**BRIEF**
Which lines of the material contain the string "plate"? Show each of them in full, counting only matches with the same case.

**RECORDS PROVIDED**
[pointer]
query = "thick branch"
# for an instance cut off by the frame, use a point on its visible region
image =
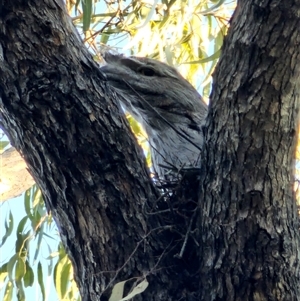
(250, 242)
(60, 114)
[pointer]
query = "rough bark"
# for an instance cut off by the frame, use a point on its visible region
(249, 231)
(60, 114)
(62, 117)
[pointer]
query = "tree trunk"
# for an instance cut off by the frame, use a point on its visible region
(60, 114)
(249, 227)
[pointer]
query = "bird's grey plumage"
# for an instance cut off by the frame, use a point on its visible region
(169, 108)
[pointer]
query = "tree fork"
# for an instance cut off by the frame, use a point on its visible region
(62, 117)
(249, 229)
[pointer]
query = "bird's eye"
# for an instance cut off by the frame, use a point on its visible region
(146, 71)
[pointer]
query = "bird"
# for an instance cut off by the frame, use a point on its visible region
(167, 106)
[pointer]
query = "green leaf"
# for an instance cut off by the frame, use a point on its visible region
(10, 266)
(29, 275)
(3, 275)
(62, 276)
(20, 291)
(87, 8)
(3, 144)
(8, 292)
(20, 269)
(41, 280)
(9, 225)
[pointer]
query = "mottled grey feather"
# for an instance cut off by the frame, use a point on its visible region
(168, 107)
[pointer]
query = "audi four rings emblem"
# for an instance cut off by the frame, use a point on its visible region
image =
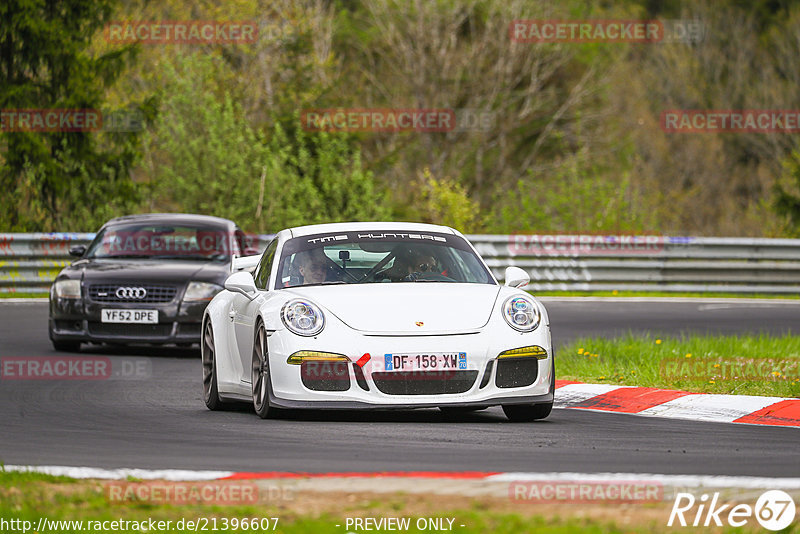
(131, 293)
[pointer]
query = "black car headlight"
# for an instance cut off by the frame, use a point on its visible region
(521, 314)
(302, 317)
(200, 291)
(67, 289)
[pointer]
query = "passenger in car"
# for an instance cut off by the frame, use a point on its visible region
(313, 266)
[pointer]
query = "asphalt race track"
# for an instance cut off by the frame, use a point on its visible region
(161, 422)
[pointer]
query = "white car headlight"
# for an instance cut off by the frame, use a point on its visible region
(67, 289)
(199, 291)
(521, 314)
(303, 317)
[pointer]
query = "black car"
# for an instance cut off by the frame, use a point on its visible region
(143, 279)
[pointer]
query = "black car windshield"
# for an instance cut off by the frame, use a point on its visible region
(164, 241)
(379, 257)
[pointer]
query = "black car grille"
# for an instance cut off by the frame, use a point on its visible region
(130, 330)
(424, 382)
(155, 293)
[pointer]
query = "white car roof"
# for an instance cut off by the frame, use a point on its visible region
(360, 226)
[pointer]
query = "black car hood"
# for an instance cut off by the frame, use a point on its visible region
(170, 271)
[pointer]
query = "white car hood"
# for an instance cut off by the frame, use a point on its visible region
(396, 308)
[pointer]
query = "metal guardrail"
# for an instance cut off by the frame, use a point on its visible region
(29, 262)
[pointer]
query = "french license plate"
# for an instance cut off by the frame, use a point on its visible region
(436, 361)
(129, 316)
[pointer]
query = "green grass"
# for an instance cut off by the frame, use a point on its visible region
(695, 363)
(793, 296)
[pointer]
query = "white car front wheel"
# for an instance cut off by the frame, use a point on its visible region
(260, 374)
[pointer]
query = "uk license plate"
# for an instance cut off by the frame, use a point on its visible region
(129, 316)
(425, 361)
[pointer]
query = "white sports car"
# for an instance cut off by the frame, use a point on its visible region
(377, 316)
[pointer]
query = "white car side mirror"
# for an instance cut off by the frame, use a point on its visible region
(247, 263)
(516, 277)
(242, 282)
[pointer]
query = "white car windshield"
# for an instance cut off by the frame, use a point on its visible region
(379, 257)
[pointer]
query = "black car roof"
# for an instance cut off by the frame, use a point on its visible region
(171, 218)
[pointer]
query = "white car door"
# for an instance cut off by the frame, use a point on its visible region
(244, 311)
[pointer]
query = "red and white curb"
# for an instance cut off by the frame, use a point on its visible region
(694, 481)
(779, 411)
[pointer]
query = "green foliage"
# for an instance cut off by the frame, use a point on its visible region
(572, 199)
(787, 199)
(60, 180)
(444, 201)
(207, 158)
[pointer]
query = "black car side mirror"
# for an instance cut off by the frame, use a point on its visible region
(77, 251)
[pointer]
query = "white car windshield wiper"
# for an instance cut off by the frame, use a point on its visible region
(328, 282)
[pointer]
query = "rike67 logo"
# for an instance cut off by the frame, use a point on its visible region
(774, 510)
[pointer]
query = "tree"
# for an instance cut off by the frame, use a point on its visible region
(60, 180)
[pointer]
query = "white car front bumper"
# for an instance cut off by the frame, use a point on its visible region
(526, 380)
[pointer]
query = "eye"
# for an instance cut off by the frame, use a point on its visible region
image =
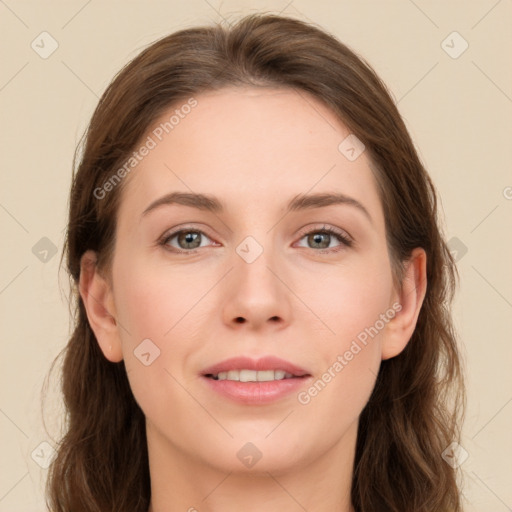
(186, 239)
(322, 238)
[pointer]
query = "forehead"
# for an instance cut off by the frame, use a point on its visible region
(251, 146)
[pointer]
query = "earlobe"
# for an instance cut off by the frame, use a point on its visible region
(414, 286)
(96, 294)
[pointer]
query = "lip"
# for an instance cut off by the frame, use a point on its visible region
(263, 363)
(253, 393)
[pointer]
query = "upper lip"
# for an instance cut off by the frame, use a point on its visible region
(261, 364)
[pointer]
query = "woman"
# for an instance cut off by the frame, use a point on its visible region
(262, 288)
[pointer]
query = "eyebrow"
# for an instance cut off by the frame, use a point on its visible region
(300, 202)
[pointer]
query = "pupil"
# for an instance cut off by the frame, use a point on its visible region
(317, 239)
(190, 239)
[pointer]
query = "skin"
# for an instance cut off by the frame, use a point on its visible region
(254, 149)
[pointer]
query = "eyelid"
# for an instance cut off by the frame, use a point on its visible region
(345, 238)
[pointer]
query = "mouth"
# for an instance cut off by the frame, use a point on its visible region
(255, 381)
(253, 375)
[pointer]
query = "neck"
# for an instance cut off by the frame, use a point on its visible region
(181, 483)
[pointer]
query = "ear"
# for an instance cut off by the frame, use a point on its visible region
(400, 329)
(97, 296)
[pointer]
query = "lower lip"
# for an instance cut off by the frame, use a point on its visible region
(256, 392)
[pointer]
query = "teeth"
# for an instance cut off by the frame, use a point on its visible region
(253, 375)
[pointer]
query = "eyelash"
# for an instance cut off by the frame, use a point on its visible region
(339, 235)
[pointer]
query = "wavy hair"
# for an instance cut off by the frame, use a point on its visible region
(416, 408)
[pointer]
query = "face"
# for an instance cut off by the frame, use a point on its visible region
(305, 290)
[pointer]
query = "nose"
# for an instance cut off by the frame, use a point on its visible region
(256, 293)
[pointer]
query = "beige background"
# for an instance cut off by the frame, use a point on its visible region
(458, 110)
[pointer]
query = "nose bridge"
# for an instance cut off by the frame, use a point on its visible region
(256, 295)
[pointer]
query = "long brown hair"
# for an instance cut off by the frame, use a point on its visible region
(415, 410)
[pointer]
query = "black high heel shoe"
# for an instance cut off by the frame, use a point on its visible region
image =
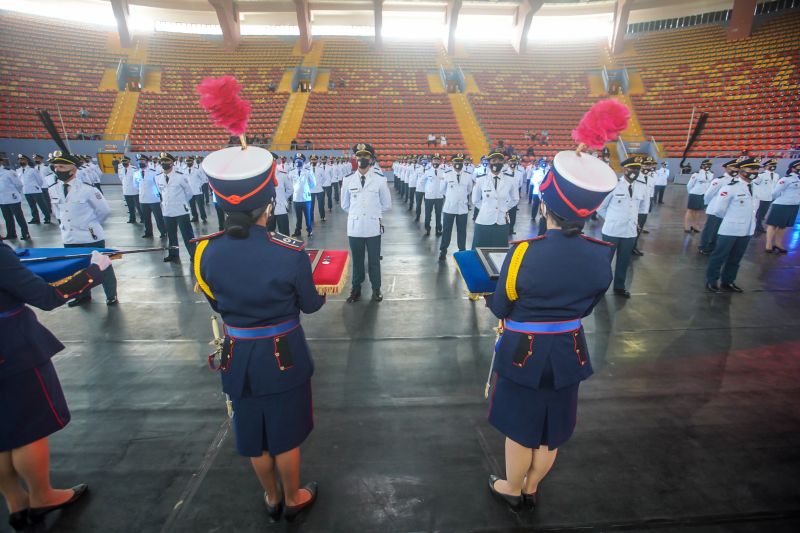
(37, 514)
(19, 520)
(274, 511)
(293, 511)
(515, 502)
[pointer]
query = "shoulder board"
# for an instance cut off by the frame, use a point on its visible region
(208, 237)
(596, 241)
(286, 241)
(532, 239)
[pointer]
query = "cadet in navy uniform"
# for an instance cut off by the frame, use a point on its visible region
(365, 196)
(620, 211)
(736, 206)
(33, 403)
(547, 285)
(783, 211)
(260, 282)
(456, 188)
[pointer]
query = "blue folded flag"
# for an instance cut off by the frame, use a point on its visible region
(57, 269)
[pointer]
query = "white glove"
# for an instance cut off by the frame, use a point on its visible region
(100, 260)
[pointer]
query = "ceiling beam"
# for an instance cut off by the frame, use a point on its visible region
(741, 24)
(622, 11)
(121, 13)
(451, 19)
(228, 16)
(304, 24)
(525, 13)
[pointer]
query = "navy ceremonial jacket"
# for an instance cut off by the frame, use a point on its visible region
(24, 342)
(262, 280)
(559, 279)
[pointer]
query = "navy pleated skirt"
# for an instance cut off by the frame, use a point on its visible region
(33, 407)
(534, 417)
(273, 423)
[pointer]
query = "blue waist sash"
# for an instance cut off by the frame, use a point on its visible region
(542, 327)
(12, 312)
(262, 332)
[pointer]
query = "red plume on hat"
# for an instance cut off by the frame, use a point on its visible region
(602, 123)
(220, 97)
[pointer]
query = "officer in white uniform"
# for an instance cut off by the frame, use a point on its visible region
(196, 178)
(176, 193)
(431, 185)
(130, 189)
(11, 202)
(149, 199)
(661, 181)
(456, 188)
(708, 238)
(283, 191)
(32, 184)
(762, 188)
(365, 197)
(736, 206)
(620, 212)
(494, 194)
(81, 210)
(303, 181)
(697, 186)
(783, 212)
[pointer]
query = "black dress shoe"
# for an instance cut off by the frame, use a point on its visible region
(354, 296)
(530, 500)
(515, 502)
(37, 514)
(19, 520)
(292, 511)
(730, 287)
(274, 511)
(712, 287)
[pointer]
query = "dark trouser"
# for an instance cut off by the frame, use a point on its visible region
(512, 219)
(182, 222)
(726, 257)
(434, 204)
(281, 222)
(708, 238)
(109, 278)
(196, 204)
(10, 212)
(302, 209)
(34, 200)
(132, 201)
(318, 199)
(461, 231)
(419, 195)
(153, 209)
(623, 249)
(763, 207)
(372, 247)
(220, 216)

**RESULT OF THE TASK**
query = "french license plate"
query = "uk license plate"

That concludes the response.